Arthur Hanna, Martin Hullett, and David Webb visited Colombia in late August to follow an agenda set forth by Proexport with the intention of promoting the adventure and nature tourism products in their respective countries.
"I have read and seen some newsclips [addressing Colombia] on TV, but this is actually my first time in South America and, truly, I had no idea [about what to expect]... After the flight and arrival, I saw the Choco and I was surprised: It's incredible!," stated Hullett, Director of the online edition of The Sun in the United Kingdom.
As with his colleagues, his reaction was not only elicited by the splendid landscape that marries a luxurious jungle with the deep Pacific Ocean, but also by the variety of endemic and visiting species like birds, turtles, and whales, presenting tourists with a one-of-a-kind natural spectacle.
During their five-day stay, the journalists had the chance to watch birds and butterflies, release turtles after hatching from eggs recovered by environmentalist groups, partake in specialized fishing, take a dip in hot springs and practice sports like kayaking and rafting.
"It's been only four or five days, but we've done a lot. The hot springs we visited were great; we went bird-watching... Seeing forest creatures everywhere was amazing," said Hanna, from the American magazine International Travel News.
However, the greatest experience came from the colossal whales (40 tons and 52.5 feet long in average) which, under the ecstatic eyes of the foreign journalists and their fiddling hands reaching for the best camera angle, playfully sailed between the waves and even sang, which they rarely do.
Whales travel about 5,282 miles from the South Pole every year to the warm waters of Colombia, the perfect spot to mate, give birth to their calves, and teach them how to breathe. For years, agencies have held enticing tours for visitors around this event.

▶ [PROVIDED DATA]:
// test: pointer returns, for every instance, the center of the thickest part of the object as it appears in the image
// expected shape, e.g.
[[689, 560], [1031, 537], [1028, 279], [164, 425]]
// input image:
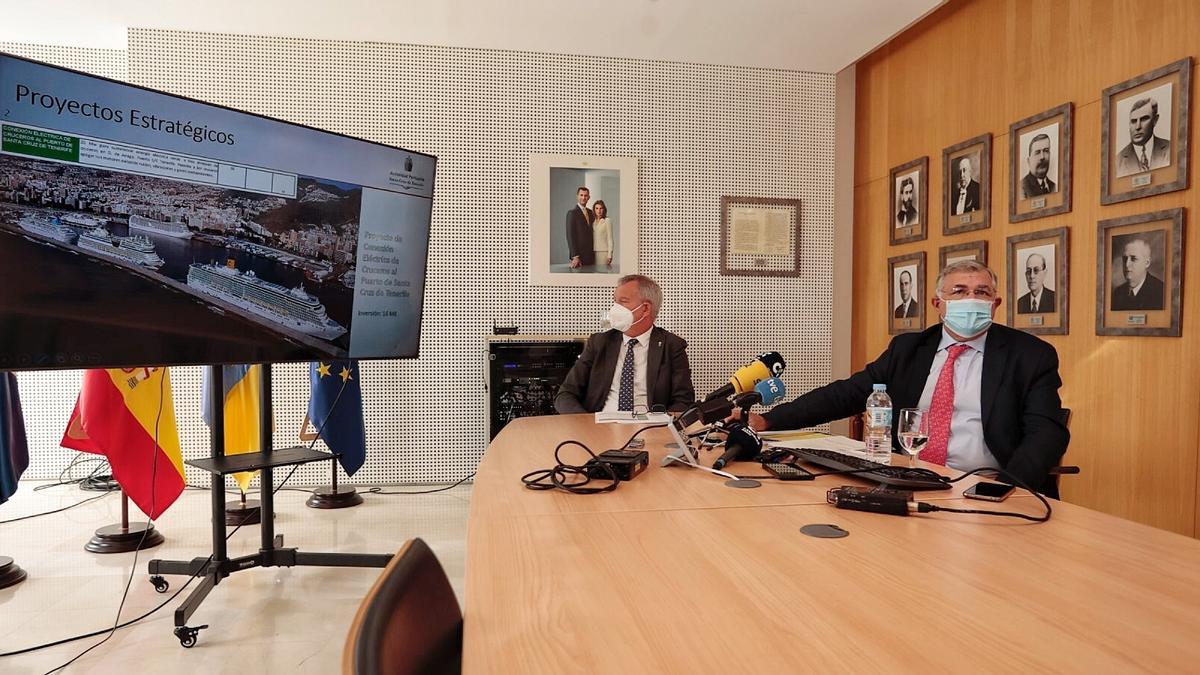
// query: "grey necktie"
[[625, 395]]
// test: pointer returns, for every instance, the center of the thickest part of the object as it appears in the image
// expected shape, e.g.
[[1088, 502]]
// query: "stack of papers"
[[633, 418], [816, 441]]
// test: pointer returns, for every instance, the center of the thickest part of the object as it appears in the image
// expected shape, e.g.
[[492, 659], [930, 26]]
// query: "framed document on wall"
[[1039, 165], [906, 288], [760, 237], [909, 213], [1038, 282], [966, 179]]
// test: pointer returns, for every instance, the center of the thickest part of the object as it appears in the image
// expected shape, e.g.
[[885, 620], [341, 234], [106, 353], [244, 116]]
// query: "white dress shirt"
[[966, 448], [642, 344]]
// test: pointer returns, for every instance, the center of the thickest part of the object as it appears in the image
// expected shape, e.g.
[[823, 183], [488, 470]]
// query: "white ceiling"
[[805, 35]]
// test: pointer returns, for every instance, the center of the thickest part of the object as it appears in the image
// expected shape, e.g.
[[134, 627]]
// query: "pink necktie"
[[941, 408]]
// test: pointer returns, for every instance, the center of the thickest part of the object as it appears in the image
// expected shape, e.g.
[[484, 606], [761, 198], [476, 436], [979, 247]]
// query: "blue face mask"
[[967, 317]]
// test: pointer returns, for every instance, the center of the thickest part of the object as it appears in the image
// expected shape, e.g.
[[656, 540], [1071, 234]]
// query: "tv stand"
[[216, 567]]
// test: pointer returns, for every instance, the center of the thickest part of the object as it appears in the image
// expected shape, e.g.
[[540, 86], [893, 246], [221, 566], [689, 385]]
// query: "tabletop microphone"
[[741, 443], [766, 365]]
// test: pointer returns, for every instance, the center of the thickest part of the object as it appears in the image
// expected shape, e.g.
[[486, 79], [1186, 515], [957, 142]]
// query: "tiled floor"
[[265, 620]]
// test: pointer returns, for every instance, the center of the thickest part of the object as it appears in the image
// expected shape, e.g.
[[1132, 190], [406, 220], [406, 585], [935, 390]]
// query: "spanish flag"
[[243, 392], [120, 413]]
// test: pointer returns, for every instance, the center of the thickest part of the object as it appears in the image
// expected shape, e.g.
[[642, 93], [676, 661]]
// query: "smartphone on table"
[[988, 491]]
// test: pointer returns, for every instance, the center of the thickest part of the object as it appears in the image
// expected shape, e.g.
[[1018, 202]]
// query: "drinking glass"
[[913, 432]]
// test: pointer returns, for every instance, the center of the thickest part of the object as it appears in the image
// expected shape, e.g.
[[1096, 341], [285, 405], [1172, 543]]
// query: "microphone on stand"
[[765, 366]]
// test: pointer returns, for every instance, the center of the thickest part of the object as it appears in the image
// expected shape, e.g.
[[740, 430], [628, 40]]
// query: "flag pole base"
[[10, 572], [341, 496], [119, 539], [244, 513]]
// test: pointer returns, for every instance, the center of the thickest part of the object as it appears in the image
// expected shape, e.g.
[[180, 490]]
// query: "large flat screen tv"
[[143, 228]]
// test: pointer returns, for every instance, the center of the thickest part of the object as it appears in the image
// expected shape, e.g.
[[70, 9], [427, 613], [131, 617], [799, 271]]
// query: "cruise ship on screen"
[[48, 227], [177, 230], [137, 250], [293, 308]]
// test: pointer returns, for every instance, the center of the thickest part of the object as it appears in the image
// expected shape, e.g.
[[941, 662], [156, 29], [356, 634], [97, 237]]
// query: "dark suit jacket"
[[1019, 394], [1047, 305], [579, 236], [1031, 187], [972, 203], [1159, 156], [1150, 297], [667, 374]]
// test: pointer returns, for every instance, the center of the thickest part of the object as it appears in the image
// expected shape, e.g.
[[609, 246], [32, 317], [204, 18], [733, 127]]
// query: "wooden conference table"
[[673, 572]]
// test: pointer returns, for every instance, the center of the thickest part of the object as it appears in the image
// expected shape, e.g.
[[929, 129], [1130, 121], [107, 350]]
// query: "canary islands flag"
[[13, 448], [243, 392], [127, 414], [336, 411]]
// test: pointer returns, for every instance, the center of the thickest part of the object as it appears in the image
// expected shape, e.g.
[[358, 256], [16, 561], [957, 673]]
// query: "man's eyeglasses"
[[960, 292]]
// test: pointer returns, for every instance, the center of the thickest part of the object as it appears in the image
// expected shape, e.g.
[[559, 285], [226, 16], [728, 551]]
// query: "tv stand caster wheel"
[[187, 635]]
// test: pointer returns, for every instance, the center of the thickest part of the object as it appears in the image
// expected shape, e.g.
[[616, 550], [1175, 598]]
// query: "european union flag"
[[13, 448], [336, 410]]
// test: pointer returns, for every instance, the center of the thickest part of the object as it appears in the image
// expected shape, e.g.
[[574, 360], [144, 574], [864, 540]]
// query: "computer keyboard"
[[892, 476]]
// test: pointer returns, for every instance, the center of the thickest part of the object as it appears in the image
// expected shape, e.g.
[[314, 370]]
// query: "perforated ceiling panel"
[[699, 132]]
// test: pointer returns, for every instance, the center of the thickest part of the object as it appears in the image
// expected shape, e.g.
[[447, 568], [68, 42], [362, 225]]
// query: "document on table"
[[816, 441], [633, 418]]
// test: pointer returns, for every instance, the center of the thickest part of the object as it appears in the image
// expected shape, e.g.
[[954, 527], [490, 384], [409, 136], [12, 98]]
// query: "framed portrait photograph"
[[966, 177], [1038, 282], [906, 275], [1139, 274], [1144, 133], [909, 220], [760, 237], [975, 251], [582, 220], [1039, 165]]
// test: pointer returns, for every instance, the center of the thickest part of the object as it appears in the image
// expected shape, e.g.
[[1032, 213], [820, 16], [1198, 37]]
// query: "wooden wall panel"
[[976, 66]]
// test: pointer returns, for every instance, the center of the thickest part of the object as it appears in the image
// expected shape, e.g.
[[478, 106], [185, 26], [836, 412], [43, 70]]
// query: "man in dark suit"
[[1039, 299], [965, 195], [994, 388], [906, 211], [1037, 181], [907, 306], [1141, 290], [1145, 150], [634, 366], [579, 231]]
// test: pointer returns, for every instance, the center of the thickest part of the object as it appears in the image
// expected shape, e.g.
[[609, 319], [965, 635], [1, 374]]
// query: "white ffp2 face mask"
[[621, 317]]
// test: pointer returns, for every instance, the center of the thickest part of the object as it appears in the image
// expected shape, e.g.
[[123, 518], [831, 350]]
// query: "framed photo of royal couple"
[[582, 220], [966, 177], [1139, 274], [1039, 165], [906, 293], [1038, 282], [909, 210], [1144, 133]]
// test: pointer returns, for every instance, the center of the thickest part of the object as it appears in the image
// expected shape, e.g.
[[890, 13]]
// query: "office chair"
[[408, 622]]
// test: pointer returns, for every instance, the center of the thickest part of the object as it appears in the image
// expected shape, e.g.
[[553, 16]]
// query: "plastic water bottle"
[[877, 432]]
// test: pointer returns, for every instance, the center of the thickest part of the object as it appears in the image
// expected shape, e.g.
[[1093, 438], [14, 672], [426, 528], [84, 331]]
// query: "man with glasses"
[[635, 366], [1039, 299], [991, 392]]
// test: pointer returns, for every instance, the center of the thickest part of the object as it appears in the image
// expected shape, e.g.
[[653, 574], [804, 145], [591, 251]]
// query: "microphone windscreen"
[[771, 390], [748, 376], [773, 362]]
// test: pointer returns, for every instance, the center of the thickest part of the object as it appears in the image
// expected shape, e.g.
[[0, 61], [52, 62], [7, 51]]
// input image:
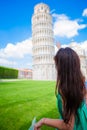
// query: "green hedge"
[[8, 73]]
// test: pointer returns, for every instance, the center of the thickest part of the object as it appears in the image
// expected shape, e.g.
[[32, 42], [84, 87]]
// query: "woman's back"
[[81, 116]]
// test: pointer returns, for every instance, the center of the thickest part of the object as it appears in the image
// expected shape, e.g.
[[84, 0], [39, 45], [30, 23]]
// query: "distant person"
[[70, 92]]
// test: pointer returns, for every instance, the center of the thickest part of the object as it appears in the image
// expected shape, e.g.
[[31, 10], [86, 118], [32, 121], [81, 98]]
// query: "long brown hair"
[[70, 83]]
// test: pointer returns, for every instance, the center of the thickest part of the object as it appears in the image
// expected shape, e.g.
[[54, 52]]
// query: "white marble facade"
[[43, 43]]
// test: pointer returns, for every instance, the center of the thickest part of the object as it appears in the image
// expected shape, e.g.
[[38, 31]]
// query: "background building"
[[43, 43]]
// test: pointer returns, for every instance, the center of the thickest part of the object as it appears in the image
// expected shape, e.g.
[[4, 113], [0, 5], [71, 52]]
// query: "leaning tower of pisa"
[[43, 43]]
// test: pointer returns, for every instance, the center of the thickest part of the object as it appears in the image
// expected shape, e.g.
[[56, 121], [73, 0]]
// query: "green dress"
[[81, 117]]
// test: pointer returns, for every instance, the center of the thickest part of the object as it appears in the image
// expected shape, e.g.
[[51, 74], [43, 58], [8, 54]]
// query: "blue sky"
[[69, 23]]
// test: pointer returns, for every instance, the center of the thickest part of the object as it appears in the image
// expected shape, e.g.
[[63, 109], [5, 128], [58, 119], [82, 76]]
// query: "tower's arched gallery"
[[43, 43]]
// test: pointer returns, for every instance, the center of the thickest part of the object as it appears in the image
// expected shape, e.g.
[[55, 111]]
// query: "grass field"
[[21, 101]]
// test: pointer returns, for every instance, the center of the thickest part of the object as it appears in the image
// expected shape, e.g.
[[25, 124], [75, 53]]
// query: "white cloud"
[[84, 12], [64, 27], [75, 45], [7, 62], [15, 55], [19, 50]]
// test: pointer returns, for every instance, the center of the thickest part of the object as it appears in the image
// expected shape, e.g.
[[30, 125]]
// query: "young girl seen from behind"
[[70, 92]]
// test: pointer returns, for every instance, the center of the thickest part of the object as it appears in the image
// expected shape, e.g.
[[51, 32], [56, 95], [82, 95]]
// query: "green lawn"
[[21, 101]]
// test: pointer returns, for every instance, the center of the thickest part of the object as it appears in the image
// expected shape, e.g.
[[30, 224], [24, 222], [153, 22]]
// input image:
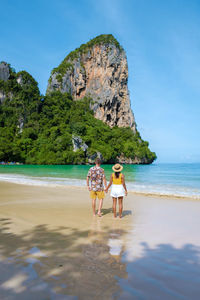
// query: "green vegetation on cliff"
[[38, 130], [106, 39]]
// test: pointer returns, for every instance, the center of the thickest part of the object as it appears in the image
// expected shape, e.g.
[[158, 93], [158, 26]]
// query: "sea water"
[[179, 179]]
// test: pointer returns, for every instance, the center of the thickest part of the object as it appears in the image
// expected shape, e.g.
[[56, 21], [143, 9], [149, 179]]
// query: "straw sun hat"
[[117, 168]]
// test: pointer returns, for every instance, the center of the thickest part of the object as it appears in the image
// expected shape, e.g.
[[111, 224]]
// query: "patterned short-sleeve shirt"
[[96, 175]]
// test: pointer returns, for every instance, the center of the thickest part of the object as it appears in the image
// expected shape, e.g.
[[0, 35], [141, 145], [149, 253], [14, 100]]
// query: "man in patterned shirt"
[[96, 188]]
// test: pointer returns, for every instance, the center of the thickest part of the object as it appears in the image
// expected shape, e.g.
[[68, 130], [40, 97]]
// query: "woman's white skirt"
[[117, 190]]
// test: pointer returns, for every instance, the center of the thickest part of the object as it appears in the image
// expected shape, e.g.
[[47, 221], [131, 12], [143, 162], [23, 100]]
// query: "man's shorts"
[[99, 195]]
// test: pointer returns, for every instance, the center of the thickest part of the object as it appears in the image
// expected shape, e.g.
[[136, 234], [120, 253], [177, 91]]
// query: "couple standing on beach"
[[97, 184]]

▶ [LIST OF TASKS]:
1. Please extract every line of the records that contains the word "ceiling".
2. Go on with the article about the foreign journalists' trip to Colombia, starting after its final sentence.

▶ [TASK-BY-TASK RESULTS]:
1.
// query: "white ceiling"
// query: "perforated ceiling panel"

2.
"I have seen things I've never seen before [in this trip]: Releasing turtles, watching whales and hearing them sing; I will always remember this. I didn't even know this was possible, but it can happen here in Colombia," explained Webb, Editor of Canadian magazine, Explore, which covers the outdoors lifestyle.
After their stop in Bahia Solano, Nuqui, and the Utria Natural National Park in-between, the journalists agreed that what they had just experienced could only be called magical, a mix between fantasy and reality, which gave birth to the core concept for the new tourism campaign by Proexport.
Since last April, "Colombia is Magical Realism" is spearheading Proexport's strategy to position Colombia as the perfect tourism destination for vacations, conferences, conventions, incentive trips, and golf tournaments among foreign travelers.
"If you are really interested in living an adventure, enjoying a unique cultural experience, meeting wonderful people and bringing magical realism to life, Colombia truly has it all," pointed out the Canadian journalist when asked about the most noteworthy items.
Other people in the group went beyond extolling the region's attractions and invited tourists from all around the world to travel and enjoy everything this country has to offer as their gateway to South America.
"I have seen birds and all kinds of animals and vegetation I didn't know existed and had never heard about. It's been wonderful for this, and for the food, and the people; everyone should visit Choco and visit Colombia," concluded Hullett before returning to London.
"The best people who spread our invitation to the world to come to Colombia are those who, like these journalists, have already experienced its charms. Besides, as they are opinion leaders who influence the decisions of their readers when it's time to choose their next vacations destination, the effect is greater," stated Maria Claudia Lacouture, President of Proexport.